* [Problems to work on]
A. Answer these questions about the excerpt on staying undecided, marking each answer to match:
(i) According to the excerpt, what creates the whirlpool that pulls either side to the center?
(ii) Whom does the excerpt quote, and what are the quoted words?
(iii) What does the excerpt say poor outcomes can lead to?
B. Copy the stretch of the excerpt on staying undecided from "But, it is not" through "of the time.", substituting "vortex" for "whirlpool".

* [Excerpt to read]
== == ==

But, it is not sufficient to be gray.  You must be confident in your grayness.  If you are undecided and uncomfortable about it, you are looking for an excuse to be pulled to one side.  Rather, you must be sure that the right, best place to be on the issue is undecided.  This is what creates the whirlpool that pulls either side to the center.  It also happens to be the most defensible position a majority of the time.   

So, if you want to make a difference with regard to the fraught issues that are dividing people and destroying our ability to work together toward shared prosperity, take an honest look at the issue and recognize that if you believe there is a clear cut answer, you aren’t considering every facet of the problem.  Rather, your beliefs are more likely symptoms of your having personally identified with a solution.  This is most likely counterproductive as it means any contra-indicating evidence will threaten your sense of who you are rather than just the viability of your favored solution.  As the list of complex problems to which you believe your fix applies grows, so does the likelihood that you have been captured by an idea and are personally invested in promoting it.  Carl Jung pointed out that, "People don't have ideas.  Ideas have people."  This is often why ideas get misapplied despite clear indications that they are unsuitable.  It is how poor outcomes can lead to doubling down.  The more damage your solution produces, the more committed to it you may become since this, at least, allows you to avoid the shame of acknowledging your mistake.  How many of history’s great tragedies were the product of people devoting themselves to shiny ideas rather than to the murky process of problem solving?

== == ==

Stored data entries
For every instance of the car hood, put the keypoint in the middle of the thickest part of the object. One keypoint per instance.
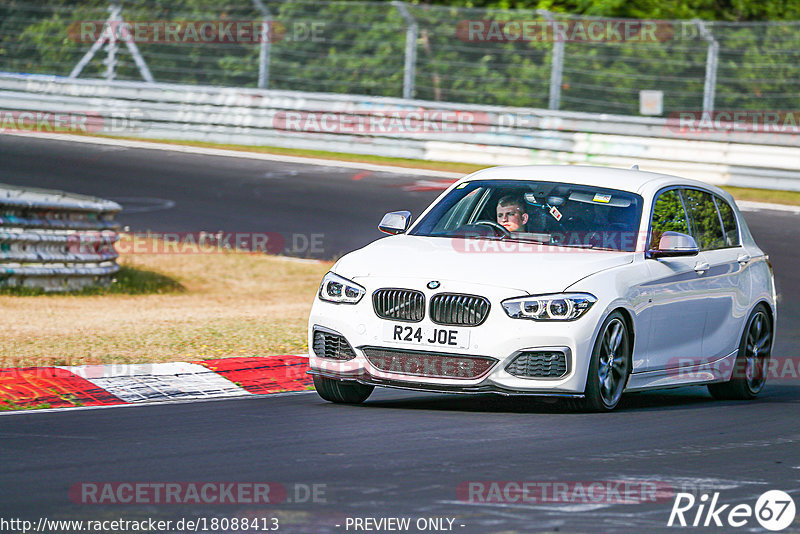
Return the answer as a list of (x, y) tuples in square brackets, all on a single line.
[(525, 267)]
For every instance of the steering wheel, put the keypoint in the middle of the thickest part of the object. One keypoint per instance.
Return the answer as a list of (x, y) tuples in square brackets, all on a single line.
[(500, 229)]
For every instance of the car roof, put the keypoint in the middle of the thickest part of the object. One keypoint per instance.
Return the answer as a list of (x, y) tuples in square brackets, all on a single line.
[(632, 180)]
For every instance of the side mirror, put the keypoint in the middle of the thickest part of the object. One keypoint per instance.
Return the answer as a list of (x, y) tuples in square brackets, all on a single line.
[(395, 222), (673, 245)]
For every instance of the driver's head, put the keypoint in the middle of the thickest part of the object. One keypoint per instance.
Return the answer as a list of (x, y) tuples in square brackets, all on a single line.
[(511, 213)]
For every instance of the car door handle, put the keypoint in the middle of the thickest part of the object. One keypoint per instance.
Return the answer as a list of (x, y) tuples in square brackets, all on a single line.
[(701, 268)]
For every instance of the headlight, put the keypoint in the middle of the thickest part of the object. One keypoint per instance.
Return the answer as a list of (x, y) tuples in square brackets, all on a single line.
[(557, 307), (334, 288)]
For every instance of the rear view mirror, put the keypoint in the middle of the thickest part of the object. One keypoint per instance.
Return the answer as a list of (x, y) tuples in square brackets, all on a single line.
[(673, 245), (395, 222)]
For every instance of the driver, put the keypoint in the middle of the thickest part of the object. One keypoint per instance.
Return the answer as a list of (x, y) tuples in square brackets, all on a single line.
[(511, 213)]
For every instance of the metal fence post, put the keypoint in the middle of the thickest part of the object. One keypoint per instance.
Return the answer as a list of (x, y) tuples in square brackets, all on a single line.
[(412, 34), (115, 10), (110, 35), (264, 51), (712, 60), (556, 64)]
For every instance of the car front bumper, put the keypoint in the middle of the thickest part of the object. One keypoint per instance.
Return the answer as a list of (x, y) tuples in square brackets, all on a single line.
[(499, 338)]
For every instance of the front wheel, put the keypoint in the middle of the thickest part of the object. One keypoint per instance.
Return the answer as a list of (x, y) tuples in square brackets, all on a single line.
[(610, 366), (341, 392), (750, 370)]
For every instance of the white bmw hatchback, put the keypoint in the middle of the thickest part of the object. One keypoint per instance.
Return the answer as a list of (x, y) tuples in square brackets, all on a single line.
[(567, 281)]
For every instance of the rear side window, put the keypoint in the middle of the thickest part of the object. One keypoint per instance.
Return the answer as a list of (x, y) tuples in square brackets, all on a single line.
[(729, 226), (668, 216), (704, 219)]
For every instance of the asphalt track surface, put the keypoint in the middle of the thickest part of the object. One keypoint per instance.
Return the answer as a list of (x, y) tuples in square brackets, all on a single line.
[(401, 453)]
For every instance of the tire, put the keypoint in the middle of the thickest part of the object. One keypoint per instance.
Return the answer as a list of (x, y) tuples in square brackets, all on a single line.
[(750, 369), (341, 392), (610, 366)]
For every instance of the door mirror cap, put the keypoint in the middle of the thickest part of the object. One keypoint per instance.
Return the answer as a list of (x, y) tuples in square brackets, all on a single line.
[(674, 245), (395, 222)]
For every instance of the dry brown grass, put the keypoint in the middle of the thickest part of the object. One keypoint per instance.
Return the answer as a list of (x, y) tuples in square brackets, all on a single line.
[(234, 304)]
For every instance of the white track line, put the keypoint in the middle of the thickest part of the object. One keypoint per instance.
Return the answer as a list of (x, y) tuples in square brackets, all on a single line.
[(745, 205), (239, 154)]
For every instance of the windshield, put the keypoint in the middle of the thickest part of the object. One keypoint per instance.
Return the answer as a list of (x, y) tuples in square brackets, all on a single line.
[(543, 212)]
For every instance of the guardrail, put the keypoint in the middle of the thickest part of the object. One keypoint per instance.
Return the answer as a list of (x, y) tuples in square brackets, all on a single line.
[(56, 241), (492, 135)]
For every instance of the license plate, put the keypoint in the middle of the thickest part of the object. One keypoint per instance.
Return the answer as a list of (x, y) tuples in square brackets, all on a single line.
[(438, 336)]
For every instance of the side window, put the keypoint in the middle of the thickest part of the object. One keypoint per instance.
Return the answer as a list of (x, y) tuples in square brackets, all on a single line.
[(459, 212), (705, 222), (728, 223), (668, 216)]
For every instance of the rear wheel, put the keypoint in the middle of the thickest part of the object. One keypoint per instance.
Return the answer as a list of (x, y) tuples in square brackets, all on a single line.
[(341, 392), (610, 366), (750, 370)]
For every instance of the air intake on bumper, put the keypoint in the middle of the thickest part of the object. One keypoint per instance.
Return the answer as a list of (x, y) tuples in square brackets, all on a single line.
[(539, 364), (331, 345), (428, 364)]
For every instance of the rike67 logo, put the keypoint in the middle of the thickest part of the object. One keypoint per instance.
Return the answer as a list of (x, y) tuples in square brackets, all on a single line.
[(774, 510)]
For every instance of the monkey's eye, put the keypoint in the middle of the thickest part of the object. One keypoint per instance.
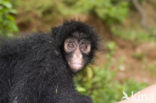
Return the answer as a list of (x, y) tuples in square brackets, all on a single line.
[(85, 46), (70, 45)]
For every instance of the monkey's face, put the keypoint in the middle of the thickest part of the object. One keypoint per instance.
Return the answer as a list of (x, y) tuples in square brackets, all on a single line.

== == ==

* [Answers in order]
A.
(i) Being sure that the right, best place to be on the issue is undecided.
(ii) Carl Jung: "People don't have ideas. Ideas have people."
(iii) Doubling down.

B.
But, it is not sufficient to be gray.  You must be confident in your grayness.  If you are undecided and uncomfortable about it, you are looking for an excuse to be pulled to one side.  Rather, you must be sure that the right, best place to be on the issue is undecided.  This is what creates the vortex that pulls either side to the center.  It also happens to be the most defensible position a majority of the time.